Output every entry exactly as given.

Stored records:
++++++++++++++++++++
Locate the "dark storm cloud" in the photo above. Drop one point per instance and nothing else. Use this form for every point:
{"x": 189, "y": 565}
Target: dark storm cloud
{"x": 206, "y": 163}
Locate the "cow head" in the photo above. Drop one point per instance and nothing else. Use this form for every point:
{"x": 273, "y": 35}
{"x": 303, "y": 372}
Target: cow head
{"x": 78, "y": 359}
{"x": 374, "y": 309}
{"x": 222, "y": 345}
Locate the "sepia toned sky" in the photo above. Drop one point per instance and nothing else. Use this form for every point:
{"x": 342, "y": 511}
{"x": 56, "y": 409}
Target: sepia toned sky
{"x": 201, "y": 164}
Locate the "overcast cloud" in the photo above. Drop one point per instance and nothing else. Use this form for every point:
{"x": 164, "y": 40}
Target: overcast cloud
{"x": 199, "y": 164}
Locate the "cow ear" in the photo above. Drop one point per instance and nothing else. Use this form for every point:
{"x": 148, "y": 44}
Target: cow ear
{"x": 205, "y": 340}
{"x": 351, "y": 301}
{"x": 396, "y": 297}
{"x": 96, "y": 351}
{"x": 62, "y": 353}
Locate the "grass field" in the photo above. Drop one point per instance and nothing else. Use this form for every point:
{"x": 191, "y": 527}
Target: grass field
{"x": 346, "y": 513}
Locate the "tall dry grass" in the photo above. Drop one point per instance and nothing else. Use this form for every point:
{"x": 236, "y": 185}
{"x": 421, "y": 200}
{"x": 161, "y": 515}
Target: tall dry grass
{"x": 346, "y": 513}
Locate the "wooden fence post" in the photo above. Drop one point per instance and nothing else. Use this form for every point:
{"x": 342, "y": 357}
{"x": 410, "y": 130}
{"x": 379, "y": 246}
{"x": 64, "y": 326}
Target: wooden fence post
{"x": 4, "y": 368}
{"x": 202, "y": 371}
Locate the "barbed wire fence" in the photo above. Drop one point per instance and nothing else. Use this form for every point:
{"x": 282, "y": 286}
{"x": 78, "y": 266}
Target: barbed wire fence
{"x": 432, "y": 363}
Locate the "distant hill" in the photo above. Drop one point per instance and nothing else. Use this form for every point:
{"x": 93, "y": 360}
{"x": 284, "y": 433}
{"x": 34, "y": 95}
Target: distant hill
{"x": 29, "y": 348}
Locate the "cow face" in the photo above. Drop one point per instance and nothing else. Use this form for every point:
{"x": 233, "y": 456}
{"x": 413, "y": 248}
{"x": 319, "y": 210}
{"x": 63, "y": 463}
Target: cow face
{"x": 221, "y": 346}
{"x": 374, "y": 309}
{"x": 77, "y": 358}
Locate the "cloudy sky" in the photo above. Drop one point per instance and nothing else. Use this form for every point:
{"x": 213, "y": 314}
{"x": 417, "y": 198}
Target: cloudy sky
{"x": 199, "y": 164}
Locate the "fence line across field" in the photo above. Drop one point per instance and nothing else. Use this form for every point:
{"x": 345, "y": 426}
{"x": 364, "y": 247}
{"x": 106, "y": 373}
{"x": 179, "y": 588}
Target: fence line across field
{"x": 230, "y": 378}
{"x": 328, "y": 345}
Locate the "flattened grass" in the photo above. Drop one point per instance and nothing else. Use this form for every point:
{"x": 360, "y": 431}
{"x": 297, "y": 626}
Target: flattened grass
++++++++++++++++++++
> [Task answer]
Locate the "dark storm cloud" in the photo above. Drop one point per instance and nothing else. Use this form for every point:
{"x": 189, "y": 565}
Target: dark storm cloud
{"x": 206, "y": 163}
Locate the "cow head" in the photo above. Drop one point per instance and nothing else. Use this form for every point:
{"x": 273, "y": 35}
{"x": 303, "y": 372}
Target: cow head
{"x": 78, "y": 359}
{"x": 374, "y": 309}
{"x": 222, "y": 345}
Locate the "sepia toned sky" in the photo above. Drop one point per instance and nothing else. Use this form for every point:
{"x": 342, "y": 511}
{"x": 56, "y": 409}
Target: sepia toned sky
{"x": 201, "y": 164}
Locate the "overcast cloud" in the photo above. Drop one point per instance and nothing else. Use this form for every point:
{"x": 164, "y": 40}
Target: overcast cloud
{"x": 199, "y": 164}
Locate the "cow ear" in the photo above. Drop one point per instance and nothing else. Use this form for every point:
{"x": 148, "y": 44}
Target: cow ear
{"x": 205, "y": 340}
{"x": 351, "y": 301}
{"x": 396, "y": 297}
{"x": 96, "y": 351}
{"x": 62, "y": 353}
Locate the "grass field" in the photo above. Drop one point per instance and nothing else. Use this form for every point:
{"x": 191, "y": 527}
Target: grass field
{"x": 346, "y": 513}
Locate the "tall dry grass" in the photo above. Drop one point per instance and nothing else. Use this form for every point:
{"x": 236, "y": 185}
{"x": 421, "y": 200}
{"x": 161, "y": 515}
Target: tall dry grass
{"x": 346, "y": 513}
Locate the "wooden fence post" in the photo above. Drop one point per instance and nothing else. Use this form for every point:
{"x": 342, "y": 357}
{"x": 410, "y": 130}
{"x": 379, "y": 246}
{"x": 64, "y": 326}
Target: wooden fence post
{"x": 4, "y": 368}
{"x": 202, "y": 371}
Locate the "barbed wire fence" in the photo above. Drop one point per instance and nothing else. Use this form for every point:
{"x": 282, "y": 286}
{"x": 78, "y": 266}
Target: barbed wire fence
{"x": 432, "y": 363}
Locate the "distant hill" in the photo above. Drop one point per instance and nothing else. Use this form for every point:
{"x": 93, "y": 360}
{"x": 284, "y": 433}
{"x": 34, "y": 95}
Target: distant hill
{"x": 29, "y": 348}
Locate the "cow face" in the photo above. Drop one point per instance and nothing else. Use this form for every point:
{"x": 233, "y": 456}
{"x": 413, "y": 248}
{"x": 319, "y": 210}
{"x": 63, "y": 463}
Target: cow face
{"x": 221, "y": 346}
{"x": 374, "y": 309}
{"x": 77, "y": 358}
Locate the "cloudy sky" in the photo above. Drop one point per instance and nothing else. Use this form for every point:
{"x": 213, "y": 314}
{"x": 417, "y": 198}
Target: cloudy sky
{"x": 199, "y": 164}
Locate the "fence line across field" in the photo above. Drop one point per instance and nothing else. Use this form for every point:
{"x": 345, "y": 426}
{"x": 364, "y": 247}
{"x": 106, "y": 373}
{"x": 179, "y": 588}
Target: fence line across field
{"x": 230, "y": 378}
{"x": 328, "y": 345}
Locate the "flattened grass" in the photo above. Drop one point per instance and nothing else. Use this form for every point:
{"x": 360, "y": 431}
{"x": 297, "y": 626}
Target: flattened grass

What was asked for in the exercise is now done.